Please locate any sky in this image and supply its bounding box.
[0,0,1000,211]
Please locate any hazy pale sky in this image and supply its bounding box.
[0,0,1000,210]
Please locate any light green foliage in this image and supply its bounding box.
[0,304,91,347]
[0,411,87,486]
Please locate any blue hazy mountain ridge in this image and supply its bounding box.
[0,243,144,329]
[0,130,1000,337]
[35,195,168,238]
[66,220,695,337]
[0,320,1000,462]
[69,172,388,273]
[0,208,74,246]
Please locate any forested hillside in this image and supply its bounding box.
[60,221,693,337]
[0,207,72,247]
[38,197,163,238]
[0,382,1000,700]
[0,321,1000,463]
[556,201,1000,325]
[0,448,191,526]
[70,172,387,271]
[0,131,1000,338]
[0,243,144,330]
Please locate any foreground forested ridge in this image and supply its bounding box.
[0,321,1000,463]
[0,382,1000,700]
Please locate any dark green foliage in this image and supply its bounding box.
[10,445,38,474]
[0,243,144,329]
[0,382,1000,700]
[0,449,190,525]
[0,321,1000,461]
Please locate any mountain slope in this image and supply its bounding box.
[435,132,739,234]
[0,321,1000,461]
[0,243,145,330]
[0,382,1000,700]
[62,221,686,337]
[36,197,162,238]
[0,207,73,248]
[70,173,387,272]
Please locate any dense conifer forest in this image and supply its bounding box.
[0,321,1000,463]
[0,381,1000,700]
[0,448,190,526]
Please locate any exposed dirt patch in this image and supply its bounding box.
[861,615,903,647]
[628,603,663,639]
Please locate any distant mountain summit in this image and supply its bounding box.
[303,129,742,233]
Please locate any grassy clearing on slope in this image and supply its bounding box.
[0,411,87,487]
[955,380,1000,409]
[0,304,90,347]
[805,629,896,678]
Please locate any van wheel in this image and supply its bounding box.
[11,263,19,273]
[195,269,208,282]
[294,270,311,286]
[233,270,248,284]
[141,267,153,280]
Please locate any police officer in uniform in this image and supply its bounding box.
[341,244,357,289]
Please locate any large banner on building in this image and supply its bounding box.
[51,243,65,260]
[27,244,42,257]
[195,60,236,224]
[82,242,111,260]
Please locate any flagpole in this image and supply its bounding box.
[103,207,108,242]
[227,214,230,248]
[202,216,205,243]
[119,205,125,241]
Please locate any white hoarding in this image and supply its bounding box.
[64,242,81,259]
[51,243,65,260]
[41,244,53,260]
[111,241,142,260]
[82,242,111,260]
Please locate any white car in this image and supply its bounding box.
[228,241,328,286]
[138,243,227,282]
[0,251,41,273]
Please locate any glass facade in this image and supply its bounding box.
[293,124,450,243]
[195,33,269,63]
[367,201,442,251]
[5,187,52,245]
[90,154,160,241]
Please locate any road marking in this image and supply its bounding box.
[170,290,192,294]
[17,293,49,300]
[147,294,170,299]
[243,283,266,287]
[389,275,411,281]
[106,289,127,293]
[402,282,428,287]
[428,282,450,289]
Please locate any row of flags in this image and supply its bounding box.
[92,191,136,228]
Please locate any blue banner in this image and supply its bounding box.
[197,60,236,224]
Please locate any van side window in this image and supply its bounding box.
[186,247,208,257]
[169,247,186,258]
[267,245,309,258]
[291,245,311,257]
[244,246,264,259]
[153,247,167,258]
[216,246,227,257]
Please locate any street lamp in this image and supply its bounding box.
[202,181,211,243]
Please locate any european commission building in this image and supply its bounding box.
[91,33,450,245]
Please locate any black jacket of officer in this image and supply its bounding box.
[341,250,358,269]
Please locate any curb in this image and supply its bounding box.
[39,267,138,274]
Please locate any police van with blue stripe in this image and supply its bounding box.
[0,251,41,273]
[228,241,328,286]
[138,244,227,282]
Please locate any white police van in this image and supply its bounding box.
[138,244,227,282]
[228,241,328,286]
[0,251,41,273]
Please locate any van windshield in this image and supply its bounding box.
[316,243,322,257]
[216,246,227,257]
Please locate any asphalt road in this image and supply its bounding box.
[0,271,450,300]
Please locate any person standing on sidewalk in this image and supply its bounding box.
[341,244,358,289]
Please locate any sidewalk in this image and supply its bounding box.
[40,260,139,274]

++++++++++

#### TASK REQUIREMENTS:
Give the entire listing above as a numbered list, leaving out any blank lines.

#### ANSWER FOR THE TASK:
1. Please locate any sky in this image and supply its bounding box.
2. [0,0,1000,211]
3. Please locate any hazy pale sky in this image and supply its bounding box.
4. [0,0,1000,210]
5. Please locate any light green foliage in this image and supply its bounding box.
6. [0,304,91,347]
7. [0,411,87,486]
8. Please locate any blue hazy mountain ridge in this image and supply its bounding box.
9. [0,243,144,329]
10. [0,130,1000,337]
11. [35,195,168,238]
12. [66,220,695,337]
13. [0,320,1000,462]
14. [69,172,388,273]
15. [0,208,74,246]
16. Please locate any forested hillside in this image and supply its bounding box.
17. [60,221,693,337]
18. [0,207,72,247]
19. [38,197,163,238]
20. [0,382,1000,700]
21. [0,321,1000,463]
22. [556,201,1000,325]
23. [0,448,191,526]
24. [70,172,387,271]
25. [0,131,1000,338]
26. [0,243,144,330]
27. Please locate any foreground forested ridge in this image and supply its bounding box.
28. [0,321,1000,463]
29. [0,382,1000,700]
30. Please locate any dark green foliage in this image and supply its bounding box.
31. [10,445,38,474]
32. [0,243,144,329]
33. [0,382,1000,700]
34. [0,449,190,525]
35. [0,321,1000,461]
36. Please locate any mountain slope in this image and supply its bounding box.
37. [435,132,739,234]
38. [0,321,1000,461]
39. [0,243,145,330]
40. [0,382,1000,700]
41. [62,221,686,337]
42. [36,197,162,238]
43. [0,207,73,248]
44. [70,173,387,272]
45. Please locate any dense conifer forest in this image and supply its bounding box.
46. [0,321,1000,463]
47. [0,381,1000,700]
48. [0,448,190,526]
49. Please locate any exposed dirt patch in this image and supply its bounding box.
50. [861,615,903,647]
51. [628,603,663,639]
52. Please locate any distant mountain summit in this image and supply its bounding box.
53. [303,129,742,233]
54. Please locate any grassy clearing on slope in this image and supply its bounding box.
55. [0,411,87,487]
56. [955,380,1000,409]
57. [0,304,90,347]
58. [805,629,896,678]
59. Please locate any van wheel in this image and supply its bounding box.
60. [11,263,19,273]
61. [195,269,208,282]
62. [294,270,311,286]
63. [233,270,248,284]
64. [141,267,153,280]
65. Please locate any police officer in uniform in this image and supply its bounding box.
66. [341,244,357,289]
67. Please locate any large banner on building in this image and supply its bounding box.
68. [51,243,65,260]
69. [27,244,42,257]
70. [195,60,236,224]
71. [82,242,111,260]
72. Please locate any flagpole in this image and supply its bounding box.
73. [103,207,108,242]
74. [227,214,230,248]
75. [202,216,205,243]
76. [119,205,125,241]
77. Please locate any white hoarding in this image and supply its bounding box.
78. [64,242,81,259]
79. [51,243,65,260]
80. [41,244,53,260]
81. [111,241,142,260]
82. [82,242,111,260]
83. Please locate any white car in this image and supply its bounding box.
84. [228,241,328,286]
85. [138,243,227,282]
86. [0,251,41,273]
87. Please locate any glass facade in this image and supply its bounding box.
88. [293,124,450,243]
89. [195,33,269,63]
90. [367,201,442,251]
91. [5,187,52,245]
92. [90,154,160,241]
93. Please locate any road marking in this image and supply its bounding box.
94. [170,290,192,294]
95. [17,293,49,300]
96. [147,294,170,299]
97. [243,283,266,287]
98. [389,275,411,281]
99. [106,289,127,293]
100. [402,282,428,287]
101. [428,282,450,289]
102. Please locate any row of flags in this image and supply its bounding box.
103. [92,191,136,228]
104. Please locate any blue banner in this image and supply its bounding box.
105. [197,60,236,224]
106. Please locate any van side window in this image and supply its bounding box.
107. [186,247,208,257]
108. [169,247,186,258]
109. [267,245,309,258]
110. [291,245,311,257]
111. [244,246,264,259]
112. [153,247,167,258]
113. [216,246,227,257]
114. Please locate any street lamp in this image and supply its bounding box.
115. [202,181,211,243]
116. Please locate any european commission building in this image and supply its bounding box.
117. [91,33,450,245]
118. Please locate any black jacket of officer in this image and supply its bounding box.
119. [341,250,358,269]
120. Please locate any curb in this image and supply its bounding box.
121. [39,267,138,274]
122. Please locate any police van with blue stripe in this image and supply its bounding box.
123. [0,251,41,273]
124. [228,241,328,286]
125. [138,244,227,282]
126. Please locate any white police van in this image and supply its bounding box.
127. [138,244,227,282]
128. [228,241,328,286]
129. [0,251,41,273]
130. Please locate any van windshield in this image and supply its bounding box.
131. [316,243,322,257]
132. [216,246,227,257]
133. Please locate any asphalt road in this image and supply its bounding box.
134. [0,271,450,300]
135. Please locate any person standing on sidewalk in this image and supply its bounding box.
136. [341,244,358,289]
137. Please locate any sidewalk in this image and supply its bounding box.
138. [40,260,139,274]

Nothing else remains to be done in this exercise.